## Reading passage
The Universe; as far as we know is all there is

By Maria Anna van Driel, www.nextttruth.com

It is only a stone’s throw into mankind’s history that we had no idea there were other galaxies besides our own. It was thought that humanity and the galaxy we inhabit was an island adrift in a universe of a hundred billion stars. And even the universe itself is one of the great unexplained wonders of human history, we now know that our universe is a vast dynamic cauldron of activity and home to one hundred billion galaxies all racing away within a boiling ocean of space-time.

To understand the enormousness of the universe and how it made all the raw material we see here on earth, we need to take an incredible journey and travel back through space and time to the moment our universe was born. We need to go back to the very beginning, to a time when there was nothing…no stars, no space just a time before there was time. Then, all of a sudden it started in an instantaneous moment where from nothing our entire universe was created in the Big Bang.  

Violently it grew from smaller than the size of an atom to the size of a baseball. In cosmic terms that is like a grain of sand growing almost to the size of the observable universe. And even it has been around for a finite amount of time roughly 13 and 1/2 billion years; it looks pretty much the same everywhere actually. On very large scales the universe is actually a pretty simple place.

Nevertheless, the universe is a very, very big place and it is getting bigger. But how big is the visible universe? And why does it not agree with its own age? For finding an answer to these questions I plowed through an avalanche of articles provided by the internet and came to a halt at a You Tube video from Dr. Don Lincoln who is a senior scientist from Fermilab and adjunct professor of physics at the University of Notre Dame (USA).  www.drdonlincoln.com 

“There are lots of tricky ways to think about that, but let’s start with perhaps the most obvious. Time and space are inextricably intertwined when we talk about how far away things are. This is especially true when we talk about large scale structures of the universe.” Dr. Lincoln explains in his video If the universe is only 14 billion years old, how can it be 92 billion light years wide?’

“When the universe began, Dr. Lincoln continues, it was filled with light which then travelled through the cosmos. And, if the universe began 13.7 billion years ago and we’re just now seeing it arrive, it had to have traveled 13.7 billion light years before it hit Earth. Astronomers can actually see light from shortly after the universe began. It’s called the Cosmic Microwave Background radiation (CMB) and it’s the oldest thing we’ve ever seen.”

The cosmic microwave background is thought to be leftover radiation from the Big Bang, or the time when the universe ground. As the theory goes, when the universe was born it’s underwent a rapid inflation and expansion.

Since astronomers have seen the rapid velocity space is expanding with, it became a natural question to ask, “What is it expanding into?” No matter how deeply we peer into the cosmos, we cannot see a boundary and so far science has uncovered no evidence that a boundary exists. Space may extend to infinity or it may not, but in Einstein’s universe things can be curved. And if things can be curved they can be curved in on themselves or around any object it is countering. Odd as it might sound, but space itself might be twisting and bending its content to shape the universe and to virtually anything imaginable.

## Data rows
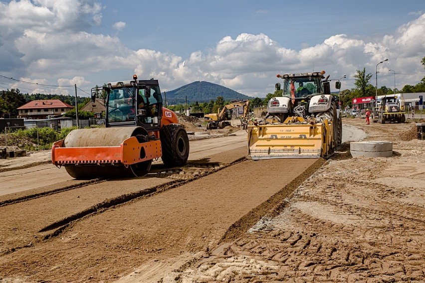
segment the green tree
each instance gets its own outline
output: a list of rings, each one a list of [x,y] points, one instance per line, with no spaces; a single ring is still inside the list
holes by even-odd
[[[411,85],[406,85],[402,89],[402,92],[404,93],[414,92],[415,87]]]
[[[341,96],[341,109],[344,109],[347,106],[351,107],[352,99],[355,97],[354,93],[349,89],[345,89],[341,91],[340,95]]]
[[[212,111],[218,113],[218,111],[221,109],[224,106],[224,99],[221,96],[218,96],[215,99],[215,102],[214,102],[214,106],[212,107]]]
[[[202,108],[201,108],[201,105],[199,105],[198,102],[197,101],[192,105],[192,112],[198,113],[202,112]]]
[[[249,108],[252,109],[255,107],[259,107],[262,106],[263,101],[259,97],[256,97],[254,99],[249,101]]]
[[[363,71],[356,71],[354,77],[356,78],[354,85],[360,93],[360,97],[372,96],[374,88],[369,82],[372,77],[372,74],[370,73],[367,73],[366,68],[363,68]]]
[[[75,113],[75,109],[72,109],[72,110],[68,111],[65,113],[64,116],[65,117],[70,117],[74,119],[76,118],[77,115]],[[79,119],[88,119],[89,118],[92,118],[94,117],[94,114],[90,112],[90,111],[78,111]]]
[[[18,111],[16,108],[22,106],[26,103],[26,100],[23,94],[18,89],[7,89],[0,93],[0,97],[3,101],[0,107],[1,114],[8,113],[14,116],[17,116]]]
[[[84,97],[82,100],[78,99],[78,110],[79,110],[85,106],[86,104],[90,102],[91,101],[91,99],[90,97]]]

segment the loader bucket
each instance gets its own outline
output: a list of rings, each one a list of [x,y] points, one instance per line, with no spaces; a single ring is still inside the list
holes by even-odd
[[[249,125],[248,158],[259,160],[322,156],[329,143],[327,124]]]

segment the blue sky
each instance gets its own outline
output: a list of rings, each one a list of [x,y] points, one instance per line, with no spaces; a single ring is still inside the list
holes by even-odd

## Short task A
In the article on the universe, how many galaxies is the universe said to be home to?
## Short task B
Rewrite the passage of the article on the universe that begins at the words "The cosmic microwave background is" and stops after "inflation and expansion.", replacing "leftover radiation" with "residual radiation".
## Short task C
Extend the article on the universe past its final sentence.

## Exercise response A
One hundred billion galaxies.

## Exercise response B
The cosmic microwave background is thought to be residual radiation from the Big Bang, or the time when the universe ground. As the theory goes, when the universe was born it’s underwent a rapid inflation and expansion.

## Exercise response C
It seems that general relativity makes it, in some way, possible to live in an infinite universe with no boundary at all whereby space-time is suddenly not a static entity; it is a dynamic and ever-changing fabric within which the locations of all galaxies are woven. Galaxies are not themselves moving very much, but they appear to move to us because of new cosmic real-estate continually injected increasing their distance from us. Is this creation of new space-time and the rate at which it is being created, determines how fast a galaxy appears to be moving away from us?

“One day, the expansion of the universe will make it so that almost all of the galaxies we see in our telescopes today, which I remind you now we’re seeing as they were in the distant past, will slip from our view”, Dr. Lincoln says. “We will one day only be able to see galaxies from our local group, meaning the Milky Way, Andromeda, and a few dozen minor galaxies in the vicinity.”

There is still one big question we need to answer before we can start thinking about what the cause could be for this expansion. How do we know space is expanding? Well, science gathered a lot of data to back up the claim of space expanding. The Planck Telescope really came through but the most famous is probably the red-shift of light. But there is another source scientists are thinking of being the cause of the universe expanding and that is Dark energy.

“It turns out that the simplest calculation isn’t quite right, Dr Lincoln explains, you see, about five billion years ago, an energy field that we call dark energy became important. Dark energy is a repulsive form of gravity, which means that the expansion of the universe isn’t slowing down, it’s accelerating. That, of course, means that after 9 billion years of the expansion of space slowing down, it’s now speeding up.”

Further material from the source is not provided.